§ **ASSIGNMENT**
What must be handed in is the entire listing, exactly as written, with no pictures.
--
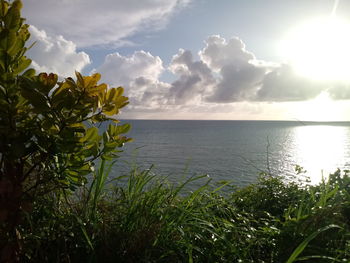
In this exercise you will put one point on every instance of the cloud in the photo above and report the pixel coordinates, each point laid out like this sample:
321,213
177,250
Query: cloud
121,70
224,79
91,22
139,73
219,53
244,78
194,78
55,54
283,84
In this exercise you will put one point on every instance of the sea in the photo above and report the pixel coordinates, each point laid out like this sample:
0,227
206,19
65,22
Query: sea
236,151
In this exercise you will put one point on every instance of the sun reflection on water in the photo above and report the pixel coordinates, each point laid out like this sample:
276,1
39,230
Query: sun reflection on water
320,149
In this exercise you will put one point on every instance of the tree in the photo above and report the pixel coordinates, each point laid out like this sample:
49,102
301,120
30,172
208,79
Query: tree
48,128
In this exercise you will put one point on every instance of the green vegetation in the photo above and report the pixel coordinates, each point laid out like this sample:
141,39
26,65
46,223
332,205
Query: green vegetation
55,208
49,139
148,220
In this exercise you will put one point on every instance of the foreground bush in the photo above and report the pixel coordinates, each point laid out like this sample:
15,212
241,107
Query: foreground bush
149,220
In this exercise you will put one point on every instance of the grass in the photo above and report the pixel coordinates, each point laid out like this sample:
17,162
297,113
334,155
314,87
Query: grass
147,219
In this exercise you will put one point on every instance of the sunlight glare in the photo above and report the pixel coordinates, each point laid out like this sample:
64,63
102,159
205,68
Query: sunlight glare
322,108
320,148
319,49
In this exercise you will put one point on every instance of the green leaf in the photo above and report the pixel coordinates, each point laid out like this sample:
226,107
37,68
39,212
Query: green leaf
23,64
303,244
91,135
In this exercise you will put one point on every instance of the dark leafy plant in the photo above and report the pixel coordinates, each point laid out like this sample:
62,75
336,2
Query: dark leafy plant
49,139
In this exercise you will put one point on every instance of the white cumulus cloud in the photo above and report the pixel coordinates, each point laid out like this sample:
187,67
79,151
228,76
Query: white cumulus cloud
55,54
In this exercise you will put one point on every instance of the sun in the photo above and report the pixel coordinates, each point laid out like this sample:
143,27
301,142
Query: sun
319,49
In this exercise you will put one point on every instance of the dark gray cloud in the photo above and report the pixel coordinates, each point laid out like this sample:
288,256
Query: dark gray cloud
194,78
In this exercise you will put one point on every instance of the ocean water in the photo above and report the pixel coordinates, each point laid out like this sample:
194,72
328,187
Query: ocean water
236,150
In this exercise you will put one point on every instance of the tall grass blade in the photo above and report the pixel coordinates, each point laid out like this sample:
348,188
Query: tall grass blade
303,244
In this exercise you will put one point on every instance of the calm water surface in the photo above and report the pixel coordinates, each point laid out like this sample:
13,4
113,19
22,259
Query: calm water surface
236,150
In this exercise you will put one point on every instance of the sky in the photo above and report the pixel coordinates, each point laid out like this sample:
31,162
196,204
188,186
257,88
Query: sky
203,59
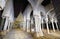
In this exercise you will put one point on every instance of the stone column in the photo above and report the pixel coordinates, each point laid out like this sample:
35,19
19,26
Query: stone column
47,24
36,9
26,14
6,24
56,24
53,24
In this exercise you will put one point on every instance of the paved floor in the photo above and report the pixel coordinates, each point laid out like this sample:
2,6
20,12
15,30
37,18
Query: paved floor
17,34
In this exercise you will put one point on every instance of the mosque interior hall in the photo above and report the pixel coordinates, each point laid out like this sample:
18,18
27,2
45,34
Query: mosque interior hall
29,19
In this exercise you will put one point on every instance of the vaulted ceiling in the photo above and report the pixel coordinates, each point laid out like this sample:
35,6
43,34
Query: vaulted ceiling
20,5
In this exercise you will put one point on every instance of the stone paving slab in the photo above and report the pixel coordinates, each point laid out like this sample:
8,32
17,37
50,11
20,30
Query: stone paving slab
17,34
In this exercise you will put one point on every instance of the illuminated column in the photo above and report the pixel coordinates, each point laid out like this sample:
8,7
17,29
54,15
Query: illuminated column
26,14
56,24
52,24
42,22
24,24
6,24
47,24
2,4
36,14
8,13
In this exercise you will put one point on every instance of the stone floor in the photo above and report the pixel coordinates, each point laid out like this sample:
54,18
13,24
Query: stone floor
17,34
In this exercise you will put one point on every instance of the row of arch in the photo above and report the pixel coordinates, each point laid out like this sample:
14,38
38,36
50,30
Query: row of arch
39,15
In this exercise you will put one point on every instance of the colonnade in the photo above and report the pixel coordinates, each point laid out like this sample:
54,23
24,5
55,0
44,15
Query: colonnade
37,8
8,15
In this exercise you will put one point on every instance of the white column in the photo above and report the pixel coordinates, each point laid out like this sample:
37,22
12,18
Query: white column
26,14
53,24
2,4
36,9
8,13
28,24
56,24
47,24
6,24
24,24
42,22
--
§ **TASK SOLUTION**
In this exercise you will put one point on every instance of the cloud in the photo above and report the pixel coordinates, each point laid out like this sample:
321,213
177,250
Query: cloud
121,70
224,79
91,22
139,73
219,53
244,78
194,78
55,54
283,84
In this exercise you will put one point on every instance of the sea in the photo above and report the pixel coordinates, each point laid out like this sample:
0,227
206,19
65,22
Query: sea
236,151
In this exercise you will put one point on every instance of the sun reflection on water in the photo above and report the pixel coordinates, each point laid out like this sample:
276,1
39,230
Query: sun reflection on water
320,149
In this exercise you will put one point on every instance of the tree in the photo above and report the pixel coordinates, each point laid out like this sample:
49,102
301,120
30,172
208,79
Query: tree
48,128
In this exercise you will put one point on every instance of the green vegetation in the photo above and report the pixel coordinates, each point laid out like this sample:
141,39
26,65
46,223
332,205
Query: green vegetation
55,208
49,139
148,220
In this exercise you will put one point on every instance of the foreground bush in the photo above and report the pixel coordinates, each point laid out like this sample:
15,212
241,107
Query: foreground bush
149,220
In this exercise you will put one point on every instance of the grass in the photo above and report the pixel coordinates, each point laid out like this sample:
17,162
297,113
334,155
314,87
Query: grass
147,219
In this exercise you will put one point on every instance of the sunlight glare in the photo above and report the pixel coordinates, each point laid out like this sample:
64,63
102,159
205,68
Query: sunlight glare
322,108
320,148
319,49
In this exercise you will put one point on every instance of the green leaf in the photo above and report the pixel coordinates, each point laid out like this sample:
226,107
37,68
39,212
Query: green leaf
23,64
303,244
91,135
In this exercise you will put one point on every instance of the dark leafy plant in the photo above and report the pixel coordinates, each point laid out like this sample:
62,75
336,2
Query: dark leafy plant
49,139
In this exercise you will put one point on every instance of the white cumulus cloud in the photo above and report the pixel coordinates, each point laid out like this sample:
187,67
79,151
228,76
Query: white cumulus cloud
55,54
In this exercise you will put one point on every instance of the sun in the photo above and report the pixel coordinates, each point laid out like this sample:
143,27
301,142
Query: sun
319,49
In this exercise you will put one point on every instance of the dark gray cloud in the photo above and report the pixel coordinates, each point laid out like this sample:
288,256
Query: dark gray cloud
194,78
In this exercise you will put one point on every instance of the ocean water in the photo above and report the pixel coordinates, each point laid out like this sample:
194,72
328,187
Query: ocean water
236,150
In this exercise you will put one point on every instance of the tall grass blade in the photo above and report the pixel coordinates, each point laid out like this sample:
348,188
Query: tall grass blade
303,244
In this exercise you will put one point on every instance of the calm water surface in the photo above and report the pixel coordinates, each point laid out like this sample:
13,4
113,19
22,259
Query: calm water surface
236,150
In this exercise you will put one point on every instance of the sky in the photo above and report the pixel coordinates, each point laid out like this sample:
31,162
196,204
188,186
257,88
Query: sky
203,59
In this exercise you will put one point on every instance of the stone column in the photo above and report the pixel coordinates, each point laid out like this sample:
35,19
19,26
Query: stone column
47,24
36,9
26,14
6,24
56,24
53,24
In this exercise you will put one point on every instance of the paved floor in the photo above and report the pixel coordinates, each point laid out like this sample:
2,6
20,12
15,30
37,18
Query: paved floor
17,34
In this exercise you will put one point on every instance of the mosque interior hall in the photo above and report the pixel coordinates, each point laid out like this sample:
18,18
27,2
45,34
Query: mosque interior hall
29,19
In this exercise you will put one point on every instance of the vaulted ceiling in the photo above and report the pixel coordinates, each point laid out like this sample:
35,6
43,34
Query: vaulted ceiling
20,5
In this exercise you will put one point on every instance of the stone paving slab in the photo above and report the pixel coordinates, each point laid out like this sample:
8,32
17,37
50,11
20,30
Query: stone paving slab
17,34
In this exercise you will put one point on every instance of the illuminated column in the photo above and report the pixel coordinates, each point laid out like this sample:
8,7
17,29
54,15
Query: illuminated column
26,14
56,24
52,24
42,22
24,24
6,24
47,24
2,4
36,14
8,13
In this exercise you will put one point on every instance of the stone floor in the photo above and report the pixel coordinates, each point laid out like this sample:
54,18
13,24
Query: stone floor
17,34
In this exercise you will put one point on every instance of the row of arch in the photo above and report the pixel coordinates, each point laid out like this sample:
14,38
38,36
50,30
Query: row of arch
39,15
In this exercise you will put one point on every instance of the colonnade in the photo above and report the pixel coordinates, each point laid out like this sample:
54,23
24,5
55,0
44,15
Query: colonnade
37,8
8,15
In this exercise you will put one point on every instance of the white column in the photo above and report the pixel coordinates, each point laid out like this sample:
37,22
12,18
Query: white column
26,14
53,24
2,4
36,9
8,13
28,24
56,24
47,24
6,24
24,24
42,22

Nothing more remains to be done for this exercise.